# [OPDRACHTEN]
A: Vat de tekst over het kort geding tussen Bincx en Mold-Tek samen in twee zinnen.
B: Beantwoord de volgende vragen over de tekst over het kort geding tussen Bincx en Mold-Tek, elk antwoord apart en gemarkeerd zoals de vraag.
(i) Waar is Bincx gevestigd?
(ii) Op welk bedrag was de vordering van Mold-Tek begroot?
(iii) Van welke datum is de dagvaarding?

# [AANGELEVERDE TEKST]
>>

ECLI:NL:RBGEL:2020:5442

Rechtbank Gelderland

Datum uitspraak
27 juli 2020
Publicatiedatum
13 oktober 2020
Zaaknummer
C/05/373933 / KG ZA 20-265
Instantie
Rechtbank Gelderland
Type
Uitspraak
Rechtsgebied
Civiel recht
Procedures
  • Kort geding
Vindplaatsen
  • Rechtspraak.nl
AI samenvatting door LexboostAutomatisch gegenereerd

Opheffing conservatoir derdenbeslag met voorwaarden voor bankgarantie

In deze zaak heeft de Rechtbank Gelderland op 27 juli 2020 uitspraak gedaan in een kort geding tussen BINCX B.V. en MOLD-TEK TECHNOLOGIES LIMITED. BINCX vorderde de opheffing van conservatoire derdenbeslagen die door MOLD-TEK waren gelegd onder verschillende derden, waaronder de Coöperatieve Rabobank U.A. De vordering van MOLD-TEK was begroot op € 80.418,00. BINCX stelde dat zij vervangende zekerheid had geboden in de vorm van een bankgarantie van de Rabobank, maar MOLD-TEK betwistte de toereikendheid van deze garantie.

De voorzieningenrechter oordeelde dat de bankgarantie niet voldeed aan de eisen omdat deze niet voldoende zekerheid bood, met name ten aanzien van rechtsopvolgers van de crediteur. De rechter stelde dat de bankgarantie moest worden aangepast om te voldoen aan de voorwaarden van de rechtsopvolgers en de termijn voor het instellen van een vordering. De rechter besloot om het beslag onder de Rabobank op te heffen, maar de overige beslagen bleven liggen totdat BINCX een nieuwe bankgarantie had afgegeven die aan de gestelde voorwaarden voldeed. De proceskosten werden gecompenseerd, zodat beide partijen hun eigen kosten droegen.

De uitspraak benadrukt het belang van voldoende zekerheid bij de opheffing van conservatoire beslagen en de noodzaak om rekening te houden met de belangen van beide partijen in een kort geding.

Uitspraak

vonnis

RECHTBANK GELDERLAND

Team kanton en handelsrecht
Zittingsplaats Arnhem
zaaknummer / rolnummer: C/05/373933 / KG ZA 20-265
Vonnis in kort geding van 27 juli 2020
in de zaak van
de besloten vennootschap met beperkte aansprakelijkheid
BINCX B.V.,
gevestigd te Kootwijkerbroek,
eiseres,
advocaat mr. E. Koekoek te Barneveld,
tegen
de rechtspersoon naar buitenlands recht
MOLD-TEK TECHNOLOGIES LIMITED,
gevestigd te Hyderabad (India),
gedaagde,
advocaat mr. C.R.J. de Bont te Dongen.
Partijen zullen hierna Bincx en Mold-Tek genoemd worden.

1.De procedure

1.1.
Het verloop van de procedure blijkt uit:
- de dagvaarding van 23 juli 2020 met producties 1 tot en met 4
- de brief van Bincx van 24 juli 2020 met productie 5
- de brief van Mold-Tek van 24 juli 2020 met productie 1 tot en met 3
- de brief van Bincx van 24 juli 2020 met producties 6 tot en met 8
- de brief van Bincx van 25 juli 2020 met productie 9
- de mondelinge behandeling
- de pleitnota van Bincx, tevens houdende wijziging van eis
- de pleitnota van Mold-Tek.

<<

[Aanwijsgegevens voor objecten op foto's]

>>

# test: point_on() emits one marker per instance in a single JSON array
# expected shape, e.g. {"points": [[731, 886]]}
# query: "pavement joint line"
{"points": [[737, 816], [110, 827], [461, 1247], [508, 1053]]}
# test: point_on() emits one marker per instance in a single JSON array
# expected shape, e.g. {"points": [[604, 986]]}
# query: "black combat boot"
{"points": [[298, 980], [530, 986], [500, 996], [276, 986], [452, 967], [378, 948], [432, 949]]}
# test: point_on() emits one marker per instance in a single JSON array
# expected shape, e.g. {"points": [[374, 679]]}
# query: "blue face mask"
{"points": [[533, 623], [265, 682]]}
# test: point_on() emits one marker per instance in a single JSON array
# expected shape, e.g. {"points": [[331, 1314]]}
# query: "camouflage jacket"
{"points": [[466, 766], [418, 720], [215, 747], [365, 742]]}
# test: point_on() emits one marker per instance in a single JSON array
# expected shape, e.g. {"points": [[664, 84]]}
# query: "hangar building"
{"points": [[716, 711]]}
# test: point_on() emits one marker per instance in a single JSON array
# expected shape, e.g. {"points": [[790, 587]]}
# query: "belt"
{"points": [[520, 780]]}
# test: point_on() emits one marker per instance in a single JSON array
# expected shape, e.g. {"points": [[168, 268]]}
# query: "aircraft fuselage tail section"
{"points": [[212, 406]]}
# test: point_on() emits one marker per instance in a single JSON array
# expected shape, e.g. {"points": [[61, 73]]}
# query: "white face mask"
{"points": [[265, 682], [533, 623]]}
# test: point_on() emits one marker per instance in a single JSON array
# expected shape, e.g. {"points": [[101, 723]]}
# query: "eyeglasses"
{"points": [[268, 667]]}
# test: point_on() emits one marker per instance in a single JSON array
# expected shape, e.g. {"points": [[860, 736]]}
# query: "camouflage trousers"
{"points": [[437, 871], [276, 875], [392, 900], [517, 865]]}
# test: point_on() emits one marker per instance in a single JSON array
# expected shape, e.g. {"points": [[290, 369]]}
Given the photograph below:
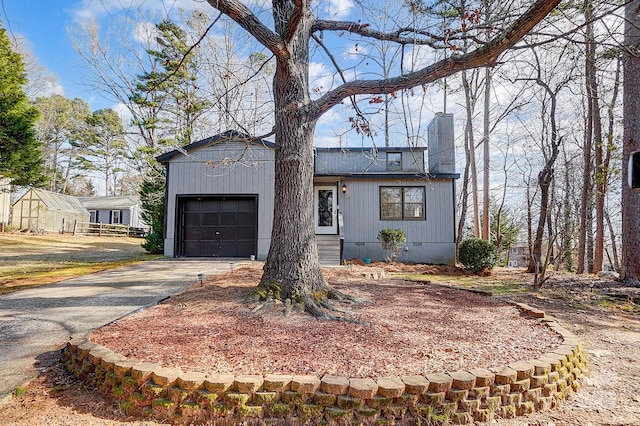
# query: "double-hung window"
{"points": [[402, 203], [394, 161], [115, 216]]}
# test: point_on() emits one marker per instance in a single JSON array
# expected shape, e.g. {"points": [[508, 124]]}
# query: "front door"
{"points": [[325, 210]]}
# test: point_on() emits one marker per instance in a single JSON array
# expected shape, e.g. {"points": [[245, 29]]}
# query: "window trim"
{"points": [[402, 203], [399, 167], [119, 215]]}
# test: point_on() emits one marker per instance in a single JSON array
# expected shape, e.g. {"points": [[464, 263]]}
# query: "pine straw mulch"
{"points": [[411, 328]]}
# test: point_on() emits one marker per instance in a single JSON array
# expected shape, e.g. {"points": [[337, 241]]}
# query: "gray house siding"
{"points": [[226, 168], [428, 241], [334, 161]]}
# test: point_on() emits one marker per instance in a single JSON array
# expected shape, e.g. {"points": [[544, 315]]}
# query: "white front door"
{"points": [[325, 209]]}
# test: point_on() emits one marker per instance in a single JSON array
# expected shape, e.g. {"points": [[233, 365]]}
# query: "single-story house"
{"points": [[219, 198], [44, 211], [124, 210]]}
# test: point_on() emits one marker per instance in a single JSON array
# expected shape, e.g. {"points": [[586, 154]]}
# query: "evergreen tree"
{"points": [[102, 147], [20, 151], [152, 207], [168, 96]]}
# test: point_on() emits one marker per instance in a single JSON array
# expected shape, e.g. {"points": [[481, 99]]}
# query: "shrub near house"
{"points": [[476, 254]]}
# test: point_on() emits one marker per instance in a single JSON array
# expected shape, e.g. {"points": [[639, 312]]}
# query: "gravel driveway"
{"points": [[39, 320]]}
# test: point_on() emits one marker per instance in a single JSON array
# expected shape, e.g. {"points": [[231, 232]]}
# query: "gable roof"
{"points": [[109, 203], [226, 136], [56, 201]]}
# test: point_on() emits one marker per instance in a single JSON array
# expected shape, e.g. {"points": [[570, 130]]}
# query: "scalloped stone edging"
{"points": [[460, 397]]}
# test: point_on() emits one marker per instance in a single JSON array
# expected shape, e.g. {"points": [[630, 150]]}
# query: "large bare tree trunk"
{"points": [[292, 270], [630, 268], [486, 154], [595, 117], [585, 199], [470, 171]]}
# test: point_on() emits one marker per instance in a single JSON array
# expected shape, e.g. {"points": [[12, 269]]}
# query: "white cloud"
{"points": [[89, 9], [355, 50], [335, 9]]}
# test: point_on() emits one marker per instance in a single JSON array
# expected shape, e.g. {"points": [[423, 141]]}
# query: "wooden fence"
{"points": [[105, 229]]}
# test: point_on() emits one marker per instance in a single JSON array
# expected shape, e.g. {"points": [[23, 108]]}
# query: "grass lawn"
{"points": [[27, 260]]}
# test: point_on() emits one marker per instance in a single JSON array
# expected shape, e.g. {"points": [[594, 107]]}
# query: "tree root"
{"points": [[323, 309]]}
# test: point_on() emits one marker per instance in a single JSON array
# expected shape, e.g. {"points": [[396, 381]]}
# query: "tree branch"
{"points": [[237, 11], [486, 55], [294, 22]]}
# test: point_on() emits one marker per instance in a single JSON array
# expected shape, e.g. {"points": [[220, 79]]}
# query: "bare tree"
{"points": [[630, 268], [292, 269]]}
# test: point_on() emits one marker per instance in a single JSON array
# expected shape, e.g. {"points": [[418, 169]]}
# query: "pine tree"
{"points": [[20, 151]]}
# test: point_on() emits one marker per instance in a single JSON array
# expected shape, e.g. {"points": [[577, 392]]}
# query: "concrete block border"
{"points": [[460, 397]]}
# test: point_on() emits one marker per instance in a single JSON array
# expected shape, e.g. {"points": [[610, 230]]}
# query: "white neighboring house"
{"points": [[5, 202], [123, 210]]}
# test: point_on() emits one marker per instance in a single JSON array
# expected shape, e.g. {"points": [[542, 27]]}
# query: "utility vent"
{"points": [[441, 145]]}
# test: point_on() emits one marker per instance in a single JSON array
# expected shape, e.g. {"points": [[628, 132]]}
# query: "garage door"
{"points": [[218, 226]]}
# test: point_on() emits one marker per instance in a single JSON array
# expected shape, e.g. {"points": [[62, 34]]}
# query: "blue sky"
{"points": [[44, 25]]}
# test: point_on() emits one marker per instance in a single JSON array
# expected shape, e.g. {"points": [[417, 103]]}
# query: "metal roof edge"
{"points": [[163, 158]]}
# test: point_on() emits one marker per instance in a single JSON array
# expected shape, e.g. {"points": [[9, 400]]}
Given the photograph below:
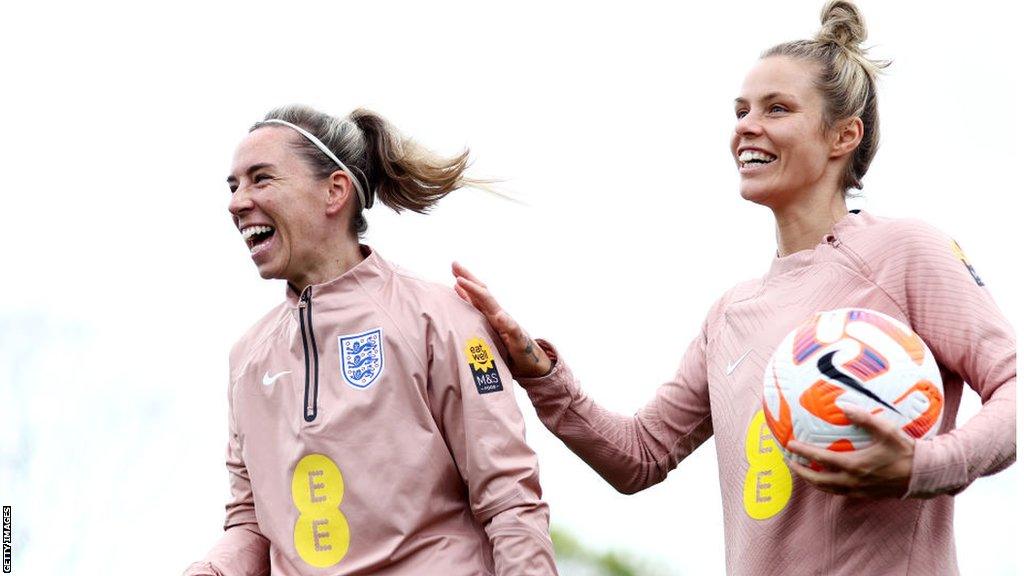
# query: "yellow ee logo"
{"points": [[768, 484], [321, 531]]}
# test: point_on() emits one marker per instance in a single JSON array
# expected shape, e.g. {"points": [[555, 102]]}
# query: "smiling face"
{"points": [[779, 145], [278, 204]]}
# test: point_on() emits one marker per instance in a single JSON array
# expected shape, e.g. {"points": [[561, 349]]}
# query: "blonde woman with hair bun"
{"points": [[806, 131]]}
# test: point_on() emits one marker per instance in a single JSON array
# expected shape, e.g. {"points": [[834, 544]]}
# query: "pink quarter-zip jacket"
{"points": [[373, 429], [774, 522]]}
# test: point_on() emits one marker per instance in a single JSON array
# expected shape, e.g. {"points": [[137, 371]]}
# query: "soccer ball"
{"points": [[855, 357]]}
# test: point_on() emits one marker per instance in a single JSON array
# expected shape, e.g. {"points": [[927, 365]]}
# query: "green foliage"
{"points": [[577, 559]]}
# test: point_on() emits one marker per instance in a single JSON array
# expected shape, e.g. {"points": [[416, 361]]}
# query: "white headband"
{"points": [[366, 201]]}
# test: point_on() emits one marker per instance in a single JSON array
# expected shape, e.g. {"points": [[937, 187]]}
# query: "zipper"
{"points": [[855, 258], [306, 325]]}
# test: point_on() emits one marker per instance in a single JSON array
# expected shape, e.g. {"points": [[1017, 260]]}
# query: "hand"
{"points": [[880, 470], [525, 357]]}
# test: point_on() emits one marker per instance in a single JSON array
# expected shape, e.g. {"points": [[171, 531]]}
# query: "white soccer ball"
{"points": [[855, 357]]}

<<

# [DE ANTWOORDEN]
A: In een kort geding bij de Rechtbank Gelderland vorderde BINCX B.V. de opheffing van conservatoire derdenbeslagen die MOLD-TEK TECHNOLOGIES LIMITED had gelegd, onder meer onder de Rabobank, en wees daarbij op een bankgarantie als vervangende zekerheid, die MOLD-TEK ontoereikend vond. De voorzieningenrechter hief op 27 juli 2020 het beslag onder de Rabobank op, liet de overige beslagen liggen totdat BINCX een aangepaste bankgarantie had afgegeven en compenseerde de proceskosten.

B:
(i) In Kootwijkerbroek.
(ii) Op € 80.418,00.
(iii) Van 23 juli 2020.